====== Bereitgestelltes Material

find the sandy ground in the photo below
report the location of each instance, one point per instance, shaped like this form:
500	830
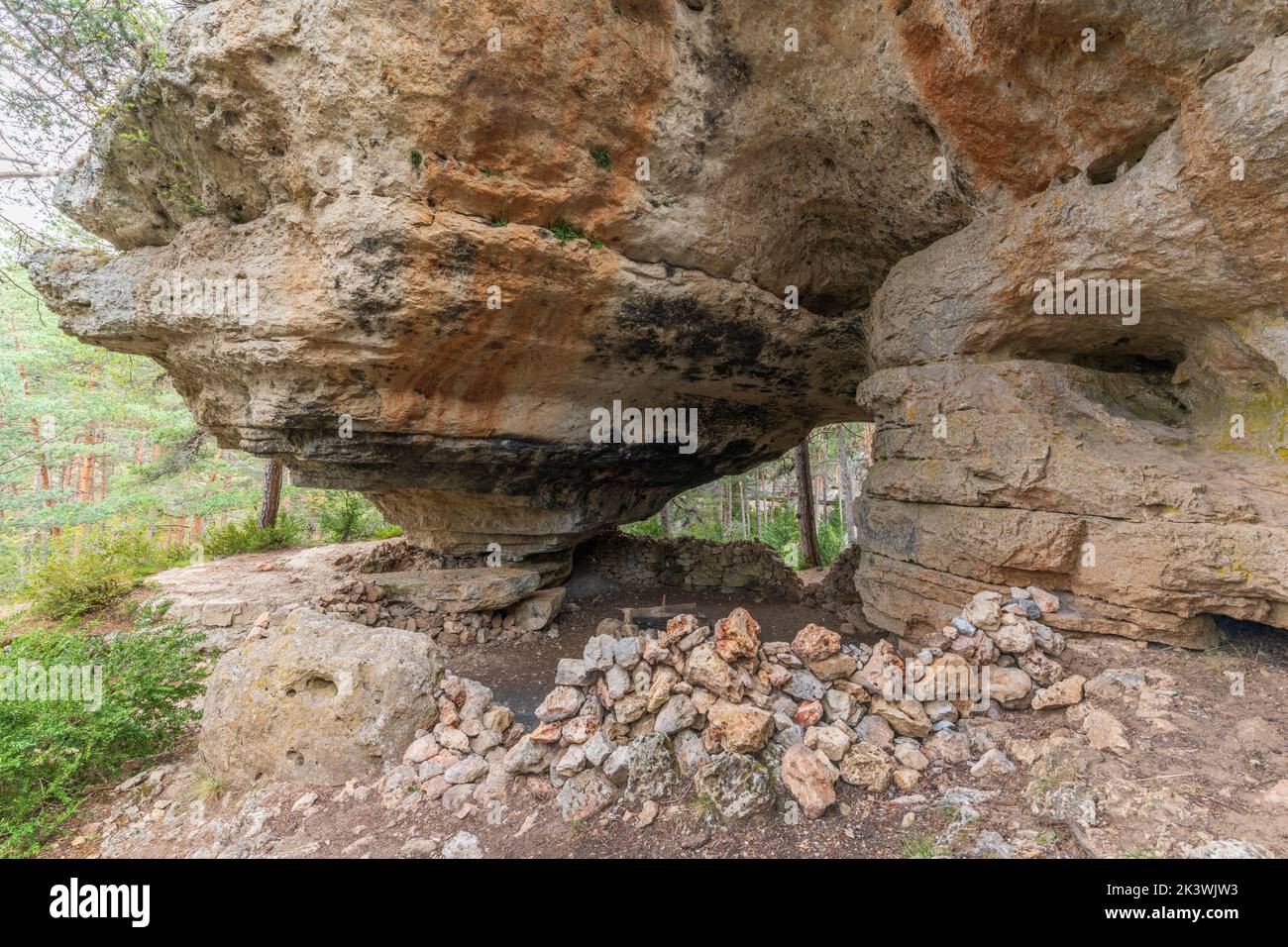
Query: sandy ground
1202	764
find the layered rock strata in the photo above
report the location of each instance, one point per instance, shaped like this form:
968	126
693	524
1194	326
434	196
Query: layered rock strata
471	227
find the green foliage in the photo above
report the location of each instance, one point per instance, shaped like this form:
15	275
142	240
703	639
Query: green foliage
53	751
645	527
80	578
347	517
566	231
246	535
63	64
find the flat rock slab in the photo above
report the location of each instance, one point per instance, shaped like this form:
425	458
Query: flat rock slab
459	590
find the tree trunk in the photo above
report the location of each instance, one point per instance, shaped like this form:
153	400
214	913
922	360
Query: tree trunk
842	457
725	509
805	508
760	504
271	495
742	504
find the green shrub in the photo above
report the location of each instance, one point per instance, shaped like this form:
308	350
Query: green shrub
831	538
347	515
566	231
644	527
53	751
71	582
246	536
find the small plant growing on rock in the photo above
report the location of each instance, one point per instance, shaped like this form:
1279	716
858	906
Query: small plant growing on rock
921	847
566	231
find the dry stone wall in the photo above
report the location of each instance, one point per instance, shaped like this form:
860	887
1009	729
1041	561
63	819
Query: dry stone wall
691	564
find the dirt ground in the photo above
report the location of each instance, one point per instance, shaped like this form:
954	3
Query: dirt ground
1205	755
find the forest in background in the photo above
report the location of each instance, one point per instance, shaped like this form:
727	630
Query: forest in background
97	446
104	475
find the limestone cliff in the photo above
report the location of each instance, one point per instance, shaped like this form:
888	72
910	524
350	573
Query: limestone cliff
912	167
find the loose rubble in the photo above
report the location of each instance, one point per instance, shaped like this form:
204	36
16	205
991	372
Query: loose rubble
756	724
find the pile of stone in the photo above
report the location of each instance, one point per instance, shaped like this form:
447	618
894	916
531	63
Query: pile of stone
760	724
462	761
692	564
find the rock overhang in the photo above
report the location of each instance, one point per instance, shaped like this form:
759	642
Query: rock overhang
939	153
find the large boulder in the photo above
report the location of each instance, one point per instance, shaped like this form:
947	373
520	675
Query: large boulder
464	309
322	699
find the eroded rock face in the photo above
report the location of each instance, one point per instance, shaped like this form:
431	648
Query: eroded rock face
912	169
321	699
1128	459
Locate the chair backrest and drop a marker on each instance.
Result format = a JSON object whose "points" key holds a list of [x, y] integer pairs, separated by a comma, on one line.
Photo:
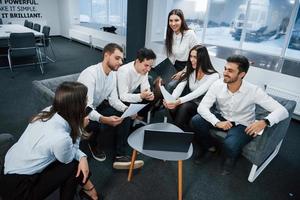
{"points": [[22, 44], [29, 25], [46, 31], [26, 23], [37, 27]]}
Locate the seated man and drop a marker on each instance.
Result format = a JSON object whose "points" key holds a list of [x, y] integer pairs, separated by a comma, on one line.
{"points": [[235, 99], [105, 106], [134, 75]]}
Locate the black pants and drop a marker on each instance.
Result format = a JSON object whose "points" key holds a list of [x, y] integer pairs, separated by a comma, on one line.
{"points": [[121, 132], [40, 185], [183, 113]]}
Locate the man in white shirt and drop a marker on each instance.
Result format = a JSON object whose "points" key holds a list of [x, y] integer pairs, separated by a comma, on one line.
{"points": [[235, 101], [134, 76], [105, 106]]}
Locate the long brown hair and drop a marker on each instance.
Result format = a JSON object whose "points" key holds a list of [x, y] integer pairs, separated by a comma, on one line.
{"points": [[69, 102], [203, 62], [169, 35]]}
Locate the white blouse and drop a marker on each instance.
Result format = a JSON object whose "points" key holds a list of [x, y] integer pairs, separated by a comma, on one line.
{"points": [[182, 47], [197, 87]]}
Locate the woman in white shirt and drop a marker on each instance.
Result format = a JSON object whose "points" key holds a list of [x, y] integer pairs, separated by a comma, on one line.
{"points": [[199, 76], [47, 155], [179, 40]]}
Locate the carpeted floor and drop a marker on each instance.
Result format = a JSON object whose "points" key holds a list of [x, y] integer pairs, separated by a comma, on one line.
{"points": [[157, 179]]}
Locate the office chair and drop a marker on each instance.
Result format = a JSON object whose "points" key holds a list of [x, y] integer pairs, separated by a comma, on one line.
{"points": [[47, 43], [37, 27], [22, 45], [28, 24]]}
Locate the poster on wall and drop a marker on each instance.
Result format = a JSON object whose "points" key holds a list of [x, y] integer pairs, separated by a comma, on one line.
{"points": [[11, 10]]}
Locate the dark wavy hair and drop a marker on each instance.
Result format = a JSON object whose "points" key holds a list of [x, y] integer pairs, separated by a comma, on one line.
{"points": [[203, 62], [69, 102], [169, 35]]}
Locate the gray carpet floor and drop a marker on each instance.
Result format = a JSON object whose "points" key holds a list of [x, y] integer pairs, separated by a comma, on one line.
{"points": [[157, 179]]}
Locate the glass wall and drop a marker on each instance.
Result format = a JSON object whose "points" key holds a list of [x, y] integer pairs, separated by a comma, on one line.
{"points": [[222, 18], [104, 13], [267, 31], [266, 26], [293, 50]]}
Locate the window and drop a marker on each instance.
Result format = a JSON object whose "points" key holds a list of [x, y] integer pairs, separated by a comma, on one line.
{"points": [[293, 50], [267, 31], [104, 13]]}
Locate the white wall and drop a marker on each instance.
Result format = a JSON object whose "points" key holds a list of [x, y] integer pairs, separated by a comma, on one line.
{"points": [[48, 10]]}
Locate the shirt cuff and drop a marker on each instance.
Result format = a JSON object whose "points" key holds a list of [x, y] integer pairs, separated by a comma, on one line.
{"points": [[94, 116], [79, 155]]}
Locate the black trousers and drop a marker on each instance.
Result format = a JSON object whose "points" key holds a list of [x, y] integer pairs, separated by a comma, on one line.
{"points": [[121, 132], [40, 185], [183, 114]]}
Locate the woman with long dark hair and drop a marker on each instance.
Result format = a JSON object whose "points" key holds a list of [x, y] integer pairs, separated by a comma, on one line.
{"points": [[179, 40], [199, 76], [47, 155]]}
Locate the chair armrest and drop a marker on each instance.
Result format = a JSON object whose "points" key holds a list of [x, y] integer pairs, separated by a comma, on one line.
{"points": [[262, 146]]}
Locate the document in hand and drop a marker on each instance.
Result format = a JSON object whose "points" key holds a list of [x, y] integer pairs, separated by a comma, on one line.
{"points": [[133, 109], [167, 96]]}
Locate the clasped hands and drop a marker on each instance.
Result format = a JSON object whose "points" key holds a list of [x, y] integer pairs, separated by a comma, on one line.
{"points": [[171, 105], [147, 95], [253, 129]]}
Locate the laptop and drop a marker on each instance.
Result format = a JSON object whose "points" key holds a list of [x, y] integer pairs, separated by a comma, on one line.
{"points": [[159, 140]]}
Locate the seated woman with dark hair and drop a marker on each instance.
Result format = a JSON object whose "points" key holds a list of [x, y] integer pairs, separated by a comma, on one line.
{"points": [[47, 155], [199, 76]]}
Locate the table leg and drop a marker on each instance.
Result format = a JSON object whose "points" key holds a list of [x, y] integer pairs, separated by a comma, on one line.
{"points": [[133, 157], [179, 179]]}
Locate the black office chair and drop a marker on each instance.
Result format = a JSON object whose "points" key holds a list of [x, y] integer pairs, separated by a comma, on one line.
{"points": [[22, 45], [29, 24], [47, 43], [37, 27], [26, 23]]}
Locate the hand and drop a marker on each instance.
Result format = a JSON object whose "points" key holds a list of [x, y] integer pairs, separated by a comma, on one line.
{"points": [[134, 116], [111, 120], [178, 75], [171, 105], [86, 121], [83, 167], [225, 125], [147, 94], [255, 127]]}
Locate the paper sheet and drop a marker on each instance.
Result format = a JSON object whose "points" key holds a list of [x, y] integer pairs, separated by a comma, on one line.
{"points": [[167, 96], [133, 109]]}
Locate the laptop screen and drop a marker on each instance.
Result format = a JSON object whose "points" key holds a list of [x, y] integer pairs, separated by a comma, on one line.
{"points": [[167, 141]]}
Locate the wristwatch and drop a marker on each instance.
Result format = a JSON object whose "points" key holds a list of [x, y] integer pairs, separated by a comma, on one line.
{"points": [[267, 121]]}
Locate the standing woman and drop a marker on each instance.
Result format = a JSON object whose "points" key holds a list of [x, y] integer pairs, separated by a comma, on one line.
{"points": [[179, 40], [47, 155], [199, 76]]}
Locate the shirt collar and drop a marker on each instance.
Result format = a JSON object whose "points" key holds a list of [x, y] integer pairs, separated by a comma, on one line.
{"points": [[61, 122], [242, 89]]}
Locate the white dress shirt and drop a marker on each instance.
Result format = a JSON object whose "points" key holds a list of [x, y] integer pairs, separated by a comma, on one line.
{"points": [[128, 80], [182, 47], [42, 143], [239, 107], [197, 87], [100, 87]]}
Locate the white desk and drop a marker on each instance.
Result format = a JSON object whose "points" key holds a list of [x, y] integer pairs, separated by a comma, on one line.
{"points": [[7, 29]]}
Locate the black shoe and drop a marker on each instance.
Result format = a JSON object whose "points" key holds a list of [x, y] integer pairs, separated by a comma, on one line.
{"points": [[202, 156], [97, 154], [228, 166], [83, 195], [123, 162]]}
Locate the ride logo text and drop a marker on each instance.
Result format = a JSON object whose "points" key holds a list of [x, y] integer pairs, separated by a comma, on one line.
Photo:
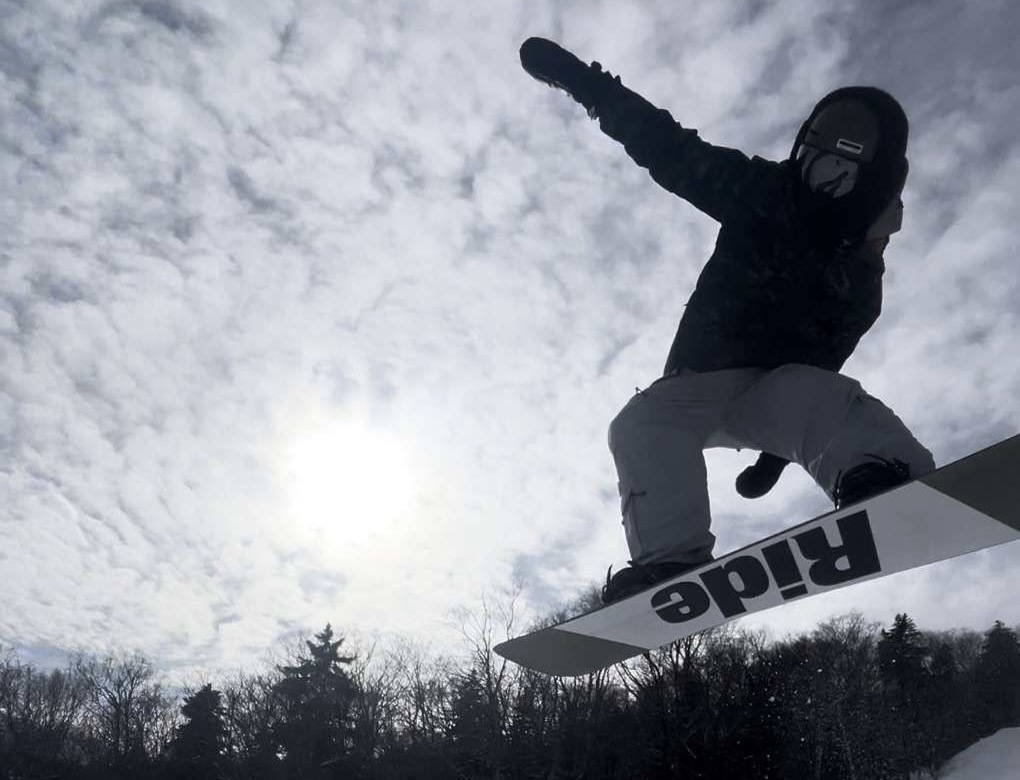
{"points": [[774, 567]]}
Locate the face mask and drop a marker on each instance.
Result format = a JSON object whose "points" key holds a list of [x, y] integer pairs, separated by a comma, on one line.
{"points": [[826, 173]]}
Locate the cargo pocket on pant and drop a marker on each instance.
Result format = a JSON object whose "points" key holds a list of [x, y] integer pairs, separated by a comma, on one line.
{"points": [[628, 496]]}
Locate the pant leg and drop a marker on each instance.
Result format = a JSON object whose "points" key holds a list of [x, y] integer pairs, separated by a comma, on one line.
{"points": [[657, 441], [823, 420]]}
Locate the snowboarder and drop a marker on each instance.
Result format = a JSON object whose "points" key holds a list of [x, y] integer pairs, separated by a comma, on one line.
{"points": [[794, 282]]}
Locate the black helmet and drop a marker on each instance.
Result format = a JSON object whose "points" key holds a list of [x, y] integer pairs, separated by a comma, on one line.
{"points": [[851, 156]]}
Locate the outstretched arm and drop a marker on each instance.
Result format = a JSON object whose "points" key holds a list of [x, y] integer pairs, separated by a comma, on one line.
{"points": [[710, 177]]}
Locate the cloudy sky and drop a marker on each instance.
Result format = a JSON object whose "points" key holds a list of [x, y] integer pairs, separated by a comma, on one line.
{"points": [[317, 310]]}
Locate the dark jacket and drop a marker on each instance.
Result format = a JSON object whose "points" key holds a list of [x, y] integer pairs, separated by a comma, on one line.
{"points": [[778, 288]]}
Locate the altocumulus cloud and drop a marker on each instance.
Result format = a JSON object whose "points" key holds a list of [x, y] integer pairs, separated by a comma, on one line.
{"points": [[235, 232]]}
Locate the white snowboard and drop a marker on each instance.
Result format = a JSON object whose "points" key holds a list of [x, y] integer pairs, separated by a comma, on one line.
{"points": [[969, 505]]}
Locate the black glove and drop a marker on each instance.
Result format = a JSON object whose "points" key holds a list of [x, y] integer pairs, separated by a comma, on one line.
{"points": [[758, 479], [551, 63]]}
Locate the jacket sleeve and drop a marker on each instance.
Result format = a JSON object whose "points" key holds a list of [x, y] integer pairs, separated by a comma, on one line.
{"points": [[710, 177]]}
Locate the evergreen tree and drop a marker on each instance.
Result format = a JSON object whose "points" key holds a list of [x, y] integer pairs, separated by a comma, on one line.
{"points": [[998, 678], [197, 749], [314, 736]]}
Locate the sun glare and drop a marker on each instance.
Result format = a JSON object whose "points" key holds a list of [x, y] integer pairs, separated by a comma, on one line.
{"points": [[349, 477]]}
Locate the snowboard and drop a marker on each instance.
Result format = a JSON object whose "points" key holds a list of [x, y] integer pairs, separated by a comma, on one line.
{"points": [[966, 506]]}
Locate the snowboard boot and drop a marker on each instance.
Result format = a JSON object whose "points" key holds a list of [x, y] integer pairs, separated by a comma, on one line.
{"points": [[869, 479], [636, 577]]}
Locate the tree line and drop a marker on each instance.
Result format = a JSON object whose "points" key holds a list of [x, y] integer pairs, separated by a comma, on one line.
{"points": [[850, 699]]}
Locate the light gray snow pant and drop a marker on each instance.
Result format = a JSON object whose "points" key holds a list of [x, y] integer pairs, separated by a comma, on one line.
{"points": [[820, 419]]}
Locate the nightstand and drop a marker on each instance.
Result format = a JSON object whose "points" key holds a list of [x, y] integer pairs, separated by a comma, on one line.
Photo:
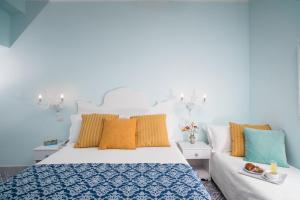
{"points": [[198, 156], [42, 152]]}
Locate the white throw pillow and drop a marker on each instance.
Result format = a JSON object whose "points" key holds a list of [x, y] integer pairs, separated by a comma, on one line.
{"points": [[75, 128], [219, 138], [88, 108]]}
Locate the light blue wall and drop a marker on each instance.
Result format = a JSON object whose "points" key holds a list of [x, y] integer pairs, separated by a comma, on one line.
{"points": [[20, 20], [275, 30], [15, 16], [5, 28], [85, 49]]}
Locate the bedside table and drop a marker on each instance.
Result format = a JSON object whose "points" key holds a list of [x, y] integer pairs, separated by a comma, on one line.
{"points": [[42, 152], [198, 156]]}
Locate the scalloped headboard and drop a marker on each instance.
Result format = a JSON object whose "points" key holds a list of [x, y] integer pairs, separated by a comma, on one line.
{"points": [[128, 102]]}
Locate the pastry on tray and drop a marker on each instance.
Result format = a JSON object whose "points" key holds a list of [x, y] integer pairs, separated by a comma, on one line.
{"points": [[253, 168]]}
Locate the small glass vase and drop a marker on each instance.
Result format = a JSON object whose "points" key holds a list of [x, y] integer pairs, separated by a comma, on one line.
{"points": [[192, 138]]}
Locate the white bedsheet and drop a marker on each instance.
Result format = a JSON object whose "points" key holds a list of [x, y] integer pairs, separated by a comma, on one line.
{"points": [[69, 154], [224, 171]]}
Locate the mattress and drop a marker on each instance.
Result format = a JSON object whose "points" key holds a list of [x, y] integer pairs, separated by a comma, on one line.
{"points": [[144, 173], [68, 155], [224, 171]]}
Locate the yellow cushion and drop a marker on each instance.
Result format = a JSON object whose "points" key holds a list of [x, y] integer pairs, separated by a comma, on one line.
{"points": [[91, 129], [238, 139], [151, 130], [118, 134]]}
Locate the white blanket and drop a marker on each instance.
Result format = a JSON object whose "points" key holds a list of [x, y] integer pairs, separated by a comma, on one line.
{"points": [[235, 186], [69, 154]]}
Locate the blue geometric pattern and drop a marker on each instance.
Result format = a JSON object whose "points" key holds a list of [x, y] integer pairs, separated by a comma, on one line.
{"points": [[105, 181]]}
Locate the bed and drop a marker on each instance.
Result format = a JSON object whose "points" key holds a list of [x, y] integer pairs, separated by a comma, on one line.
{"points": [[89, 173], [224, 172]]}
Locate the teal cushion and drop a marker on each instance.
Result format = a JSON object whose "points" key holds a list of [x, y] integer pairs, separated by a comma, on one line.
{"points": [[263, 146]]}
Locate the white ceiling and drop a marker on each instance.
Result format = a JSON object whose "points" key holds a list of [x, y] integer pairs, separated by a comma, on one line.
{"points": [[230, 1]]}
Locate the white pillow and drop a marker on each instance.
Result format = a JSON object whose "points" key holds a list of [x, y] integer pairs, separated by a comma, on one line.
{"points": [[219, 138], [75, 128], [88, 108]]}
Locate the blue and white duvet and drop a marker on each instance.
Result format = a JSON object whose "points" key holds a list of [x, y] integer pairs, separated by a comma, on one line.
{"points": [[105, 181]]}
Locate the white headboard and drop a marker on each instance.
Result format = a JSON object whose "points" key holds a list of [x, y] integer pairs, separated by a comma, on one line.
{"points": [[128, 102]]}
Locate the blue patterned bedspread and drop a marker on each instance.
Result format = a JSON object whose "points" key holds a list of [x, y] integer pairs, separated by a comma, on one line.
{"points": [[105, 181]]}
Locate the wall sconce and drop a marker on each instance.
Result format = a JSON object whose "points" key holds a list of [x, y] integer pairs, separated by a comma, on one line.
{"points": [[47, 103], [190, 105], [204, 98]]}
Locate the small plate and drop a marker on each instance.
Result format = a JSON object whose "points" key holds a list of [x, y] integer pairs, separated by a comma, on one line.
{"points": [[251, 172]]}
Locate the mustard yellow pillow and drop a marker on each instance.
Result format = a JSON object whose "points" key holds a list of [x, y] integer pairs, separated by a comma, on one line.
{"points": [[91, 129], [151, 131], [118, 134], [238, 138]]}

============

** Die Aufgabe **
Gib die Zeilen ab der Zeile mit „Locate the white pillow“ bis zum Ende der Zeilen noch einmal aus und tausche dabei „drop a marker“ gegen „set a point“ aus. Alles andere bleibt unverändert.

** Ausgabe **
Locate the white pillow and set a point on each instance.
Result format = a JSON object whose "points" key holds a list of [x, y] integer pairs, separated by a comma, on one line.
{"points": [[219, 138], [75, 128], [88, 108]]}
Locate the blue and white duvet and set a point on each instance.
Result format = a JSON object whose "points" key holds a list of [x, y] integer pairs, separated by a comma, on one line.
{"points": [[105, 181]]}
Locate the white headboard and set a point on each instance.
Result format = a JSON object whose "points" key holds a list of [x, y] integer pairs, separated by a comma, on one line.
{"points": [[128, 102]]}
Locate the blue patterned bedspread and set a point on each instance.
Result format = a JSON object whose "points" key holds a list of [x, y] integer pairs, separated by a comma, on one line.
{"points": [[105, 181]]}
Locate the wall sconce and set a point on each instance.
Result format = a JSON object whose "points" key holds a list of [x, y] integer pairs, separated by a comma, on one line.
{"points": [[47, 103], [190, 105], [204, 98]]}
Locate the small plate and set a point on each instance.
Result format = a JSON object whose "points" key holds a list of [x, y] integer pairs, separated by a comma, on one line.
{"points": [[251, 172]]}
Locate the mustard yellow pillow and set a point on each instance.
Result format = a JSON object whose "points" key holds a list of [x, y] integer pairs, separated by a comma, on one line.
{"points": [[91, 129], [151, 131], [118, 134], [238, 138]]}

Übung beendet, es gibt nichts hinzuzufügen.